Provided passage ▸

Start of Block

Last updated October 04, 2017

A group of Rohingya refugees after crossing the Bangladesh-Myanmar border, September 1, 2017. Mohammad Ponir Hossain/Reuters

Discriminatory policies of Myanmar’s government since the late 1970s have compelled hundreds of thousands of Muslim Rohingya to flee their homes in the predominantly Buddhist country. Most have crossed by land into Bangladesh, while others have taken to the sea to reach Indonesia, Malaysia, and Thailand.

Renewed violence, including reported rape, murder, and arson in 2017, triggered a massive exodus of Rohingya amid charges of ethnic cleansing against Myanmar’s security forces. Those forces claim to be carrying out a campaign to reinstate stability in the western region of Myanmar.

Who are the Rohingya?

The Rohingya are an ethnic Muslim minority who practice a Sufi-inflected variation of Sunni Islam. A majority of the estimated one million Rohingya in Myanmar reside in Rakhine State, where they account for nearly a third of the population. They differ from Myanmar’s dominant Buddhist groups ethnically, linguistically, and religiously.

End of Block

Problem A ▸ According to the passage on the Rohingya, what share of Rakhine State's population do the Rohingya account for?
Problem B ▸ Duplicate the part of the passage on the Rohingya starting at "Last updated October" and ending at "Malaysia, and Thailand.".
Problem C ▸ Carry on writing the passage on the Rohingya from its last sentence.

Recorded data ▸
Start of Block

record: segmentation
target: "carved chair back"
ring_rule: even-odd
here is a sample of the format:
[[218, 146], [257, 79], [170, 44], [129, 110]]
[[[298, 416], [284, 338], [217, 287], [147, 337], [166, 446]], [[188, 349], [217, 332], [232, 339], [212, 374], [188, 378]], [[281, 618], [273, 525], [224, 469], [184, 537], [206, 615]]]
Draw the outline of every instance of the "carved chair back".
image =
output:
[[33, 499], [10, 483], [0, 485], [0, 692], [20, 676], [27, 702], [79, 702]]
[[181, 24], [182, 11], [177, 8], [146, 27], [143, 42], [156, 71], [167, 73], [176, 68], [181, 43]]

End of Block

Task answer A ▸ Nearly a third.

Task answer B ▸
Last updated October 04, 2017

A group of Rohingya refugees after crossing the Bangladesh-Myanmar border, September 1, 2017. Mohammad Ponir Hossain/Reuters

Discriminatory policies of Myanmar’s government since the late 1970s have compelled hundreds of thousands of Muslim Rohingya to flee their homes in the predominantly Buddhist country. Most have crossed by land into Bangladesh, while others have taken to the sea to reach Indonesia, Malaysia, and Thailand.

Task answer C ▸
The Rohingya trace their origins in the region to the fifteenth century, when thousands of Muslims came to the former Arakan Kingdom. Many others arrived during the nineteenth and early twentieth centuries, when Rakhine was governed by colonial rule as part of British India. Since independence in 1948, successive governments in Burma, renamed Myanmar in 1989, have refuted the Rohingya’s historical claims and denied the group recognition as one of the country’s 135 ethnic groups. The Rohingya are largely considered illegal immigrants from Bangladesh, even though many trace their roots in Myanmar back centuries.

Neither the central government nor Rakhine’s dominant ethnic Buddhist group, known as the Rakhine, recognize the label “Rohingya,” a self-identifying term [PDF] that surfaced in the 1950s, which experts say provides the group with a collective political identity. Though the etymological root of the word is disputed, the most widely accepted theory is that Rohang derives from the word “Arakan” in the Rohingya dialect and ga or gyameans “from.” By identifying as Rohingya, the ethnic Muslim group asserts its ties to land that was once under the control of the Arakan Kingdom, according to Chris Lewa, director of the Arakan Project, a Thailand-based advocacy group.

What is the legal status of the Rohingya?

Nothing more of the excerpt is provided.